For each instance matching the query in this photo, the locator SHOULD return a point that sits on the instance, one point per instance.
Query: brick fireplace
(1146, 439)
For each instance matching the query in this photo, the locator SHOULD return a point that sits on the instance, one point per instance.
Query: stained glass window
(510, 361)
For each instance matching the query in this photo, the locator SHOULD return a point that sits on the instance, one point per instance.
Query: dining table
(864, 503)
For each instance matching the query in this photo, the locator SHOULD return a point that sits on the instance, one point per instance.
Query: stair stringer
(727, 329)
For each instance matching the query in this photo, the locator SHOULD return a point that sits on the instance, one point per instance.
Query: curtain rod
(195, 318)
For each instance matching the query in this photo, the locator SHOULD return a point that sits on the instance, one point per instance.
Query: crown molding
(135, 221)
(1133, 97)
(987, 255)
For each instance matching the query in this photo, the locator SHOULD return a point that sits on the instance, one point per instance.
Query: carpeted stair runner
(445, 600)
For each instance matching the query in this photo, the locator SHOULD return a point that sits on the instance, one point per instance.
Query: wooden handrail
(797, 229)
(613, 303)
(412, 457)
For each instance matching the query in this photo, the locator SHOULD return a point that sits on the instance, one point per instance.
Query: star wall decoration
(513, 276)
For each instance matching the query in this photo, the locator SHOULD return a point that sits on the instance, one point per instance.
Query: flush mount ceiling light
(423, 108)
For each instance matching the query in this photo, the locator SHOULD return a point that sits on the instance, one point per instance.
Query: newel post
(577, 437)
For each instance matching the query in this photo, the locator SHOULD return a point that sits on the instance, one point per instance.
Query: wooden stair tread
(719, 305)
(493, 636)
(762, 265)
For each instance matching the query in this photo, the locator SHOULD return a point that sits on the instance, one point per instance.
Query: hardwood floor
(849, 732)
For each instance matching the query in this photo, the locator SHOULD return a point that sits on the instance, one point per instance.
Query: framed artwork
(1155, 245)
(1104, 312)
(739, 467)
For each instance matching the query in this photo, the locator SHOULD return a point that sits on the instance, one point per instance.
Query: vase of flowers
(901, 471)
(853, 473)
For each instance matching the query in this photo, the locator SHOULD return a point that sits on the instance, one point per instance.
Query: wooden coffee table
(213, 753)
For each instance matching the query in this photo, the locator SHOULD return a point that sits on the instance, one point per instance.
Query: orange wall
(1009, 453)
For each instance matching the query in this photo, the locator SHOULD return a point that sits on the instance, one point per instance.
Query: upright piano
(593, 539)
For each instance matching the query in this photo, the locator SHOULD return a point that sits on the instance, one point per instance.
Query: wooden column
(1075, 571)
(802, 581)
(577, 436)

● ● ● ● ●

How many lines in the records above contain the string "wooden"? Case counts. Reply with the number alone.

Full response: 4